(Stored data entries)
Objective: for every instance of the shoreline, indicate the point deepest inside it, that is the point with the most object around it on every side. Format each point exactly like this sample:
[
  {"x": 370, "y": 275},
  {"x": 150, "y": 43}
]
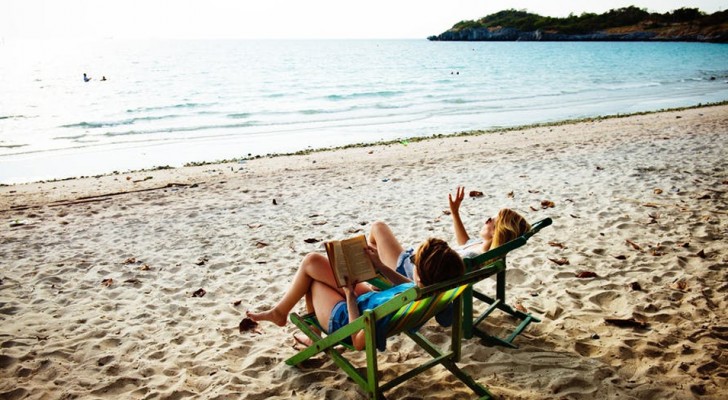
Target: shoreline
[
  {"x": 413, "y": 139},
  {"x": 98, "y": 284}
]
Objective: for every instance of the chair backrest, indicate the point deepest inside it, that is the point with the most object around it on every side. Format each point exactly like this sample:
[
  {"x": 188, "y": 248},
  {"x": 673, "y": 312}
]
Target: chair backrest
[
  {"x": 415, "y": 314},
  {"x": 431, "y": 300}
]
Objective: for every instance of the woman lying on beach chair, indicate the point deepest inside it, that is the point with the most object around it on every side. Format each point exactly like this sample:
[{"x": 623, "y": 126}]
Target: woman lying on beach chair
[
  {"x": 496, "y": 231},
  {"x": 335, "y": 307}
]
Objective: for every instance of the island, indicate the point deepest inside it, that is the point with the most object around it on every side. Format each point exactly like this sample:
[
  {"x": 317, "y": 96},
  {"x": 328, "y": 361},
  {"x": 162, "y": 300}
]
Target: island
[{"x": 623, "y": 24}]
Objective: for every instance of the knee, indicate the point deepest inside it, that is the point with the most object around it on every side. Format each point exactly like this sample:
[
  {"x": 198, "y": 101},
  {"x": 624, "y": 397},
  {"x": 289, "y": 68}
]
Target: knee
[
  {"x": 314, "y": 259},
  {"x": 378, "y": 227}
]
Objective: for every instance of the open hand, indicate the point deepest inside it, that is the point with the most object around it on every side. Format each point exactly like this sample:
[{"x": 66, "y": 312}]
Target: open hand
[{"x": 455, "y": 203}]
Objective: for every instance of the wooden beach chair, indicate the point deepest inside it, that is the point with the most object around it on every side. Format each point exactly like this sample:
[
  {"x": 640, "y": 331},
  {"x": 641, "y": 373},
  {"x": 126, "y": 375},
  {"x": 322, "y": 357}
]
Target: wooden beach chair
[
  {"x": 496, "y": 259},
  {"x": 406, "y": 312}
]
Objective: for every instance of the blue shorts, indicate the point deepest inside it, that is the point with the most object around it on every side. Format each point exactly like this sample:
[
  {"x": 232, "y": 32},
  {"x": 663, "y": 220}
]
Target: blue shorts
[
  {"x": 339, "y": 317},
  {"x": 404, "y": 264}
]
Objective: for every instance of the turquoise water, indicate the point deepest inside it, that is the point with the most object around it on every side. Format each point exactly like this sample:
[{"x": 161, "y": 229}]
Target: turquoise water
[{"x": 172, "y": 102}]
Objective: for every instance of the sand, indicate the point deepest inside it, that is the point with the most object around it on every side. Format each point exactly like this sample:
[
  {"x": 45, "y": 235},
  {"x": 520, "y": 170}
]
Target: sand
[{"x": 98, "y": 274}]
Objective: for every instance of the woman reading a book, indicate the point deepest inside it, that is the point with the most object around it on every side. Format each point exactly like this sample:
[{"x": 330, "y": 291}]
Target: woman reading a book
[
  {"x": 504, "y": 227},
  {"x": 335, "y": 307}
]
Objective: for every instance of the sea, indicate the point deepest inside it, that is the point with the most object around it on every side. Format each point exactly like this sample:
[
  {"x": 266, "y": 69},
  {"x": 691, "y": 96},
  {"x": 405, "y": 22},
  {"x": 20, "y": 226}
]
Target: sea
[{"x": 158, "y": 103}]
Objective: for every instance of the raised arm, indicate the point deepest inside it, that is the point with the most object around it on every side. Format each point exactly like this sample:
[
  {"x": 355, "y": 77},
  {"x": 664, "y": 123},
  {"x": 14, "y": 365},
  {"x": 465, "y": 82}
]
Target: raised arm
[{"x": 461, "y": 236}]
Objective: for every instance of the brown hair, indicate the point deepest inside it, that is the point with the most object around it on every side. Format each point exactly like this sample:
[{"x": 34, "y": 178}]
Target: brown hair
[
  {"x": 508, "y": 226},
  {"x": 437, "y": 262}
]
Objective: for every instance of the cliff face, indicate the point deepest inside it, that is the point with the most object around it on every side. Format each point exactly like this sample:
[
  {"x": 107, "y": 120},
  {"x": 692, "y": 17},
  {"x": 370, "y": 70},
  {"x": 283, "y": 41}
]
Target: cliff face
[{"x": 673, "y": 34}]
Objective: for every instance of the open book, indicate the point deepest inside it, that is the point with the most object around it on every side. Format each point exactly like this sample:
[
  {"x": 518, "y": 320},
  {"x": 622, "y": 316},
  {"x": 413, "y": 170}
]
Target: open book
[{"x": 349, "y": 260}]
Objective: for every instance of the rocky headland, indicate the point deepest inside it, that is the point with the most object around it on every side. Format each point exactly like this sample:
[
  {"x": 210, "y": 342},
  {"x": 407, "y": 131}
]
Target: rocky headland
[{"x": 626, "y": 24}]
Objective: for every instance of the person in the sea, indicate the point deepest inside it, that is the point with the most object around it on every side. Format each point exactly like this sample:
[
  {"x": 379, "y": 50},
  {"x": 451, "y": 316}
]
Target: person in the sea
[{"x": 335, "y": 307}]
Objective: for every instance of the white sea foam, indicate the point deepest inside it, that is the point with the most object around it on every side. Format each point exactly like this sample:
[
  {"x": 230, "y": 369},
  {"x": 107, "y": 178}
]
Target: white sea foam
[{"x": 172, "y": 102}]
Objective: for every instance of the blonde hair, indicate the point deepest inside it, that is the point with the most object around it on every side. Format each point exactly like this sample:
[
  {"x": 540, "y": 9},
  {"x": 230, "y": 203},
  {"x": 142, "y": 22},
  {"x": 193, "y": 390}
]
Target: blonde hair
[
  {"x": 508, "y": 226},
  {"x": 437, "y": 262}
]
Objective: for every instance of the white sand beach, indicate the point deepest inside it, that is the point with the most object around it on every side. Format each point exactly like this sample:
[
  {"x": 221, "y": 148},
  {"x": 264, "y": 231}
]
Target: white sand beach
[{"x": 98, "y": 274}]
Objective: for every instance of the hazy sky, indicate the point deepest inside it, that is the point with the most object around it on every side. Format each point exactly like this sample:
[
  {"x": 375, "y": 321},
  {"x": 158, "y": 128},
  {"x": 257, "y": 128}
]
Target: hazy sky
[{"x": 100, "y": 19}]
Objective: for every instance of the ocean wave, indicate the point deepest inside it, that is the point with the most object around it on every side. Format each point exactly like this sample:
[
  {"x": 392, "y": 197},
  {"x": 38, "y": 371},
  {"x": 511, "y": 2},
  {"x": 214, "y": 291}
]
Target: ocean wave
[
  {"x": 168, "y": 107},
  {"x": 181, "y": 129},
  {"x": 130, "y": 121},
  {"x": 383, "y": 93},
  {"x": 239, "y": 115},
  {"x": 73, "y": 137}
]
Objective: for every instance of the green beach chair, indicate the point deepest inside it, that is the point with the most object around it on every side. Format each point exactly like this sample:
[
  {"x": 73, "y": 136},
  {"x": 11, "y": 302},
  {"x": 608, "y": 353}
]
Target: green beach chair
[
  {"x": 407, "y": 312},
  {"x": 496, "y": 259}
]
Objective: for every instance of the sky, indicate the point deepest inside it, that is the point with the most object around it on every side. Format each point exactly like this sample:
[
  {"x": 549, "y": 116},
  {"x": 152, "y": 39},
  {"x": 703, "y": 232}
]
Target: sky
[{"x": 280, "y": 19}]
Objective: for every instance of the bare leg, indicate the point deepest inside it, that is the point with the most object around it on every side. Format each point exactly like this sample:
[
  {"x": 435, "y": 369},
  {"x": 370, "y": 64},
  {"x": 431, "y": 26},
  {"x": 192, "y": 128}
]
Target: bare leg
[
  {"x": 314, "y": 267},
  {"x": 387, "y": 245},
  {"x": 321, "y": 299},
  {"x": 324, "y": 299}
]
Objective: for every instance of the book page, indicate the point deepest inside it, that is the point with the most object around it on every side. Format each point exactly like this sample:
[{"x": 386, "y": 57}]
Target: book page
[
  {"x": 359, "y": 264},
  {"x": 337, "y": 260}
]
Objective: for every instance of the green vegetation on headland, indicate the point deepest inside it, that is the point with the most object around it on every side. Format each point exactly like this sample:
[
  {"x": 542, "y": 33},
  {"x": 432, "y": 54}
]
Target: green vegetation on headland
[{"x": 623, "y": 24}]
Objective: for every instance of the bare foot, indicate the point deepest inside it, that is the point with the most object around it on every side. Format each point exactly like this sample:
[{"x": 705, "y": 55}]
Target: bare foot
[{"x": 271, "y": 316}]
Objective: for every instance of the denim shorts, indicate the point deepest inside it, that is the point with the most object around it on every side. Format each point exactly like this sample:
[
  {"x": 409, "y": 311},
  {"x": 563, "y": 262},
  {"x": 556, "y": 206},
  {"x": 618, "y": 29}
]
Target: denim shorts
[
  {"x": 405, "y": 266},
  {"x": 339, "y": 316}
]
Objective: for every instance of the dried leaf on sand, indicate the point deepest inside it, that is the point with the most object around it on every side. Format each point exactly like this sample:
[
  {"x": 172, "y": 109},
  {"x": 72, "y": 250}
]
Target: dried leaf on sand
[
  {"x": 559, "y": 261},
  {"x": 680, "y": 284},
  {"x": 247, "y": 324},
  {"x": 626, "y": 322},
  {"x": 635, "y": 286}
]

[WHAT YOU HAVE TO DO]
What you should return is the exact text of every line from the top of the entries through the line with "Objective: for every instance of the knee, indicate", pictures removed.

[ANSWER SPACE]
Objective: for every instance of the shoreline, indicate the point deepest inside it, that is the point with the most object around it on every side. Format each point exactly like this sample:
[
  {"x": 370, "y": 275},
  {"x": 150, "y": 43}
]
Target: shoreline
[
  {"x": 413, "y": 139},
  {"x": 98, "y": 284}
]
Objective: for every instance of the chair backrest, indicate the point deepest inside it, that is the point with the most object around it on every side. Format each point exactly like this sample:
[
  {"x": 188, "y": 248},
  {"x": 673, "y": 312}
]
Target: chair backrest
[
  {"x": 415, "y": 314},
  {"x": 431, "y": 300}
]
Objective: for every instance of the woman lying on beach chair, indicate the point deepest inside it, that is the point with the most object around it on every side. Format each point exactly like this sample:
[{"x": 623, "y": 126}]
Target: woman lying on beach chair
[
  {"x": 496, "y": 231},
  {"x": 335, "y": 307}
]
Objective: for every instance of the island, indicate the point deepest inside it, that is the point with the most object around it on every side. Format each point exactly like this sample:
[
  {"x": 317, "y": 96},
  {"x": 328, "y": 361},
  {"x": 162, "y": 300}
]
Target: island
[{"x": 623, "y": 24}]
Objective: for every instance of the knee, indicate the point deepest inside it, that is the point with the most object around it on every side. Format each point exactly like this sample:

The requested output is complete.